━━━━━ Selected text
Friday 1 March 2013

Lethality in Combat


LETHALITY IN COMBAT, A Study of the True Nature of Battle
Tom Lewis
Big Sky Publishing, 2012, 358pp.


During a Memorial Day address in 1884, the American Civil War veteran Oliver Wendell Holmes commented that he and his fellow war veterans had ‘shared the incommunicable experience of war. In our youths, our hearts were touched with fire’.[i]

Tom Lewis’s book is addressed largely to those whose hearts have not been ‘touched with fire’. He aims to educate them, and particularly those in authority and the very many commentators who attempt to influence them, about the realities of war. In this he has a difficult task, as few in modern Australia have served in the armed forces, even as reserves, and even fewer have been under fire.

Lewis focuses on the role of the armed forces, to defeat their country’s enemies, in the shortest practicable time, and with the minimum of friendly casualties. He notes that minimising enemy casualties in the short term might be counter-productive, if a war then becomes extended, and total friendly and enemy casualties are thus increased. For Lewis, the idea of ‘proportionality’ must consider the alternative possibility of greater casualties.

Lewis uses examples from previous wars to demonstrate the essential nature of war, and to give readers some understanding of the pressures on soldiers on a battlefield. He shows that survival depends on behaviours that many unaware of battlefield realities might find repugnant. This point was made by George Patton, quoted in the book, when he said to his soldiers that ‘Your job is not to die for your country. Your job is to make some poor bastard die for his’. This essential point seems lost on some modern community ‘leaders’.

Shooting or bayoneting wounded enemy before passing by them might seem wrong to observers who are unaware that wounded enemy have frequently taken up their weapons again to shoot soldiers who had moved past them. The prevalence of this practice among wounded Japanese soldiers during the Pacific war might explain why so few were captured. Ensuring that risk is minimised also seems be essential when fighting an enemy that favours suicide tactics, or does not routinely wear uniforms or display distinguishing marks, as required by international law. Lewis contends that it is reasonable to kill an enemy who refuses to surrender, to minimise the risk to friendly personnel.
━━━━━━━━━━
Prompt 1: Pull out every line of the entries that holds the string "utility".
The book review and the entries are unrelated material.
━━━━━ Data provided
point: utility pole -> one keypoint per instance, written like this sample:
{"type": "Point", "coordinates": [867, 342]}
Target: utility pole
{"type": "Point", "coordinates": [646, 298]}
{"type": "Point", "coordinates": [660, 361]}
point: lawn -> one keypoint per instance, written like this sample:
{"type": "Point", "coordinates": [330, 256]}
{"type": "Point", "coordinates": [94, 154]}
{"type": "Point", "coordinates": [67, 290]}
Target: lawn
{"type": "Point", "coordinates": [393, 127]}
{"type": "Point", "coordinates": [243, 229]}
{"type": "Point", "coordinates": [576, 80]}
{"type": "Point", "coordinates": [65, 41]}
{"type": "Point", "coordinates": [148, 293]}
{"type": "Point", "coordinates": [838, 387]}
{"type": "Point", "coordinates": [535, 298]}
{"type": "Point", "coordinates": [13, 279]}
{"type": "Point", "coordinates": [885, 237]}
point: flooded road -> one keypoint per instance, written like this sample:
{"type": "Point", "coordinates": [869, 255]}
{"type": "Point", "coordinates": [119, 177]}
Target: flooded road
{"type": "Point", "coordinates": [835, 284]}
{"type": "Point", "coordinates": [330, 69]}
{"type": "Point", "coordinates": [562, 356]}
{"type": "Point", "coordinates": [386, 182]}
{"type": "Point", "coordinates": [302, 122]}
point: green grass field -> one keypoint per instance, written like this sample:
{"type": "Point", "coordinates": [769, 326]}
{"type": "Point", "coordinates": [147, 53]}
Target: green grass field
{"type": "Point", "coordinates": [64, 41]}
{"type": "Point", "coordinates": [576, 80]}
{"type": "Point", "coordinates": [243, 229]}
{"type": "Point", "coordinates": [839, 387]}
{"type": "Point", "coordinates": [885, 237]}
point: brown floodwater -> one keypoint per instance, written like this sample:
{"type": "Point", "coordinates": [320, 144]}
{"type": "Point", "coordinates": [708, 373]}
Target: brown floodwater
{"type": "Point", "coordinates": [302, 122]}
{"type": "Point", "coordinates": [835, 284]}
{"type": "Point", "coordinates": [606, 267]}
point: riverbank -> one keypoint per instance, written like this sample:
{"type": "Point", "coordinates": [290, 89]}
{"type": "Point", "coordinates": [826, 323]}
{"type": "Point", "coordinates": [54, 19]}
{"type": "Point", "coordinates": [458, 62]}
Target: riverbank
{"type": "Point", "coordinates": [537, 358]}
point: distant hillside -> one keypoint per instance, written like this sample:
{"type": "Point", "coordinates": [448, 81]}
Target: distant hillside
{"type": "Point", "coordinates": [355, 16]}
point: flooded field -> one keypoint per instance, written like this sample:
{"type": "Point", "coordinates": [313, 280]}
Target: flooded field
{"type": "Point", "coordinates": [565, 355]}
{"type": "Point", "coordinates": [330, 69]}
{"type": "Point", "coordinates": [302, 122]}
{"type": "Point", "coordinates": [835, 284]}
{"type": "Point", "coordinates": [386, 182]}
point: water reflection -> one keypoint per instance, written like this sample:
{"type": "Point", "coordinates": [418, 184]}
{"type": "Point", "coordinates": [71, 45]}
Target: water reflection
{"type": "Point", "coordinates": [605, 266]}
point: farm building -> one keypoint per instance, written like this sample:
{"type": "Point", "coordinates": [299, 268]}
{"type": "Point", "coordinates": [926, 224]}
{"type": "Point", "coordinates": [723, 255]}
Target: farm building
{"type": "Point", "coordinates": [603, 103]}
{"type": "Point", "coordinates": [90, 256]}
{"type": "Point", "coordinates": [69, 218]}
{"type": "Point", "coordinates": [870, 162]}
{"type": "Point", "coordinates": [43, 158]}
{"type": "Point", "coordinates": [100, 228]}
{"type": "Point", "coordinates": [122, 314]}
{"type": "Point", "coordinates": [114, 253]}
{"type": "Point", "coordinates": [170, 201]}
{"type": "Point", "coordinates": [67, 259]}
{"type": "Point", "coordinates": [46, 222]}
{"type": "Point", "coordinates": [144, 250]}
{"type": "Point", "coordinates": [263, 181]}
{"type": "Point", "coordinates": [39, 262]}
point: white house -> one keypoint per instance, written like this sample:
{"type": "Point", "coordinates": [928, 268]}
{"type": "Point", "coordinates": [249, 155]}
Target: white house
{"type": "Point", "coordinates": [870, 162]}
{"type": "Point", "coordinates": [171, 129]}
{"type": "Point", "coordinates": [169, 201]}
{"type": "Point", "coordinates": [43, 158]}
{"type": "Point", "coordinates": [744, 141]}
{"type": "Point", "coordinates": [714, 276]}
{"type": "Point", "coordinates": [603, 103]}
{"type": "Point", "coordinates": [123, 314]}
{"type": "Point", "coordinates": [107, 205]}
━━━━━━━━━━
Prompt 2: According to the book review, in what year did Oliver Wendell Holmes give his Memorial Day address?

Full solution 1:
point: utility pole -> one keypoint per instance, written like this sample:
Target: utility pole

Full solution 2: 1884